→ REQUIREMENTS
Display every line of the listing below that contains the word "each", matching its case exactly.

→ RECORDS PROVIDED
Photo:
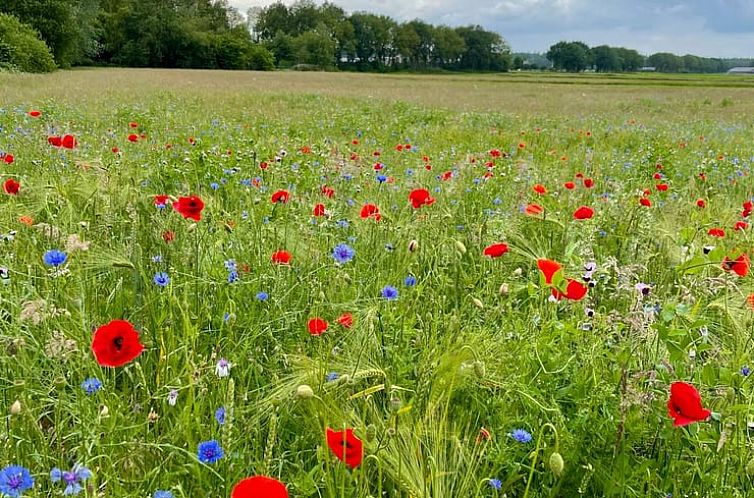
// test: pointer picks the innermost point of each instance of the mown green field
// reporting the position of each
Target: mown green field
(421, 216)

* * *

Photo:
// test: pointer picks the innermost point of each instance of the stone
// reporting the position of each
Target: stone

→ COMPLETE OUTPUT
// test: pointer picks the innermost point of each instance of the mown green field
// reporting the position of each
// test: pointer picks the innermost point of each instance of the stone
// reporting the position of each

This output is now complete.